Reproduce the material below verbatim, from the line with "Would you mind spotting the yellow" up to and including the line with "<point>181,808</point>". Leave the pictures out.

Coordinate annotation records

───

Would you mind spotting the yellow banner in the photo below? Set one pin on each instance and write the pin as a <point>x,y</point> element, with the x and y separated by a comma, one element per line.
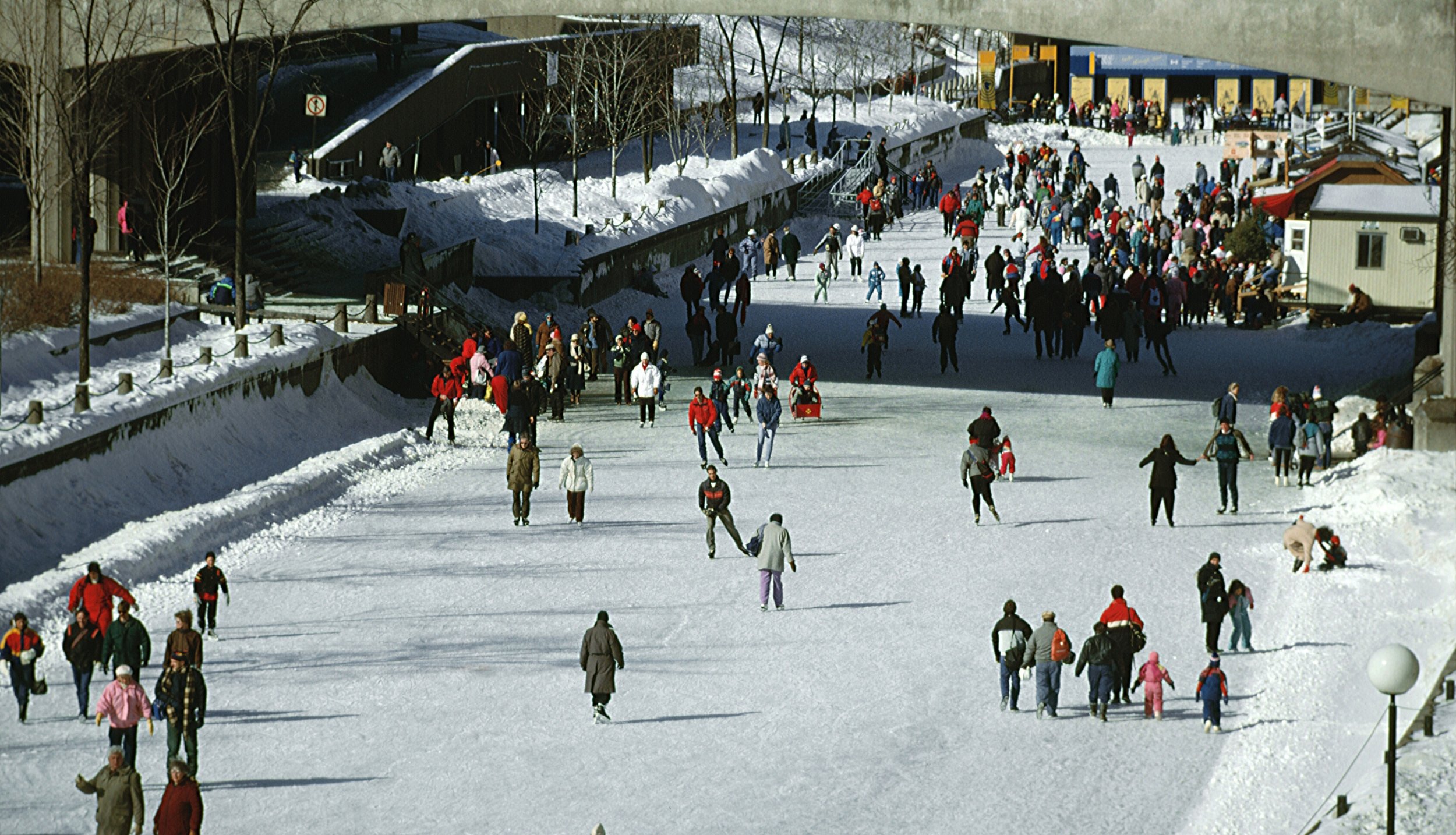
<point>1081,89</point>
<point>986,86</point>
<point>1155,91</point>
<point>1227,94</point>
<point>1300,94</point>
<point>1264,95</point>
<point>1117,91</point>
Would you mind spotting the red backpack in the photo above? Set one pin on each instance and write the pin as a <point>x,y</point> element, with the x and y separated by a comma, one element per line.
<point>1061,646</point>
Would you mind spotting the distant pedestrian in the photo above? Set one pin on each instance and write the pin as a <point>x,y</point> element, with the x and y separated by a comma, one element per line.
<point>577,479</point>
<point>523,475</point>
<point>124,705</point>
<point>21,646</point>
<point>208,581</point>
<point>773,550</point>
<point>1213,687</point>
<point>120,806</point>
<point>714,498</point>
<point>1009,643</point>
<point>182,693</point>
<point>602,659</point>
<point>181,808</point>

───

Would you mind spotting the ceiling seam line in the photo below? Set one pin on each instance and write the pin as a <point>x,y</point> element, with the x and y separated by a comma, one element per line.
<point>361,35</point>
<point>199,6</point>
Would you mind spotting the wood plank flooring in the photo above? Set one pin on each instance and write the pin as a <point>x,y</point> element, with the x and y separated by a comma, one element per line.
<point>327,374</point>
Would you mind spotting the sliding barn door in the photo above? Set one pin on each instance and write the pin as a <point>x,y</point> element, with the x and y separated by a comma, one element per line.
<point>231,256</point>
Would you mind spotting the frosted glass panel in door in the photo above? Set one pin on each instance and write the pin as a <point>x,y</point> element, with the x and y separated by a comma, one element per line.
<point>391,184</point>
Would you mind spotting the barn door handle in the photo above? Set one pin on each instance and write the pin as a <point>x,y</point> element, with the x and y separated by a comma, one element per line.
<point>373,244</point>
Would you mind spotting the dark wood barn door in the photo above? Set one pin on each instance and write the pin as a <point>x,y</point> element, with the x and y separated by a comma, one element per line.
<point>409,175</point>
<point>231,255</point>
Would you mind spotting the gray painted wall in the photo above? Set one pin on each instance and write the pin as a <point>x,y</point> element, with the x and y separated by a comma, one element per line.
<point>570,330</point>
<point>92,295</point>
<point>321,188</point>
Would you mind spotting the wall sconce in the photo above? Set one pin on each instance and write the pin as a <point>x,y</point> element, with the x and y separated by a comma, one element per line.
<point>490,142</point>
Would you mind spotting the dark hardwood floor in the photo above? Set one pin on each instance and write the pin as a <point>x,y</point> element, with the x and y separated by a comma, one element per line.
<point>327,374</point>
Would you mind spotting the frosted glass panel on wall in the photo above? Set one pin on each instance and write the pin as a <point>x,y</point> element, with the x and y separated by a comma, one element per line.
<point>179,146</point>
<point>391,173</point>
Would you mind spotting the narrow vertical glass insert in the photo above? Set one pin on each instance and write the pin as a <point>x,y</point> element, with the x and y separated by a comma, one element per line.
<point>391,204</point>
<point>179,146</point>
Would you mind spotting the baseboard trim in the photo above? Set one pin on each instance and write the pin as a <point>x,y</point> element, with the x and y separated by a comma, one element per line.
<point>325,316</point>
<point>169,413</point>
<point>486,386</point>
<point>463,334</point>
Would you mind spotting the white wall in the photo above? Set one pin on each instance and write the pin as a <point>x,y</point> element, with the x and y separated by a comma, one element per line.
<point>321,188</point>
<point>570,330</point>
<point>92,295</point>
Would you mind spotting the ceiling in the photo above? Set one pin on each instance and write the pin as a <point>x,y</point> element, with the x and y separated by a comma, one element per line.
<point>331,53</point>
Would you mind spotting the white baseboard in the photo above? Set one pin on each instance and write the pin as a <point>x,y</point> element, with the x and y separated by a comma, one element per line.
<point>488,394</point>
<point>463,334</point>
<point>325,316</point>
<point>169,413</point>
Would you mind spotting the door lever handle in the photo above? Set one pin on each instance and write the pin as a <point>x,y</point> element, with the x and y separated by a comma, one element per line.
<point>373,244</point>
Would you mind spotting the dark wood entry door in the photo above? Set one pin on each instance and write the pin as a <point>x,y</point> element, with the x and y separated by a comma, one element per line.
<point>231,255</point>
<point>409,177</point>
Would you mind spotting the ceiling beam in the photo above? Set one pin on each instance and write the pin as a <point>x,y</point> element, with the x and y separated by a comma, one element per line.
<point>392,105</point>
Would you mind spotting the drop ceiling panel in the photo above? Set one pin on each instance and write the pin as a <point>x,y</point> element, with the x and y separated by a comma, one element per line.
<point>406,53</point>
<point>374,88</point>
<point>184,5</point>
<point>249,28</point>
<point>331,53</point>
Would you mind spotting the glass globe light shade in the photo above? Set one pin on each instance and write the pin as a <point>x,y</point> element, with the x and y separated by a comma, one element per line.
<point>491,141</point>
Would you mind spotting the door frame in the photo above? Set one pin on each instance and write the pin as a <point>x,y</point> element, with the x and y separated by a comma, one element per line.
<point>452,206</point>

───

*THE REPLY:*
Would you mind spotting the yellow banner in the photo below? Set one pin on each instance and write the pin as a <point>x,y</point> element, with the x and y separated by a comma, one element per line.
<point>1081,89</point>
<point>986,86</point>
<point>1155,91</point>
<point>1227,94</point>
<point>1300,94</point>
<point>1264,95</point>
<point>1117,91</point>
Would you mind spotting the red backpack in the photo above? Set one pin on each instance and write the pin as a <point>x,y</point> element, with the x and y separated by a comma, one element per line.
<point>1061,646</point>
Would you mind spotting the distant pedestrian in the photo above? Set one pin on each instance and write the pin as a <point>x,y</point> element, with the x and y separated by a comma, one element per line.
<point>577,479</point>
<point>523,475</point>
<point>124,705</point>
<point>21,646</point>
<point>208,581</point>
<point>773,550</point>
<point>1213,687</point>
<point>120,806</point>
<point>714,498</point>
<point>1009,643</point>
<point>182,693</point>
<point>602,659</point>
<point>181,808</point>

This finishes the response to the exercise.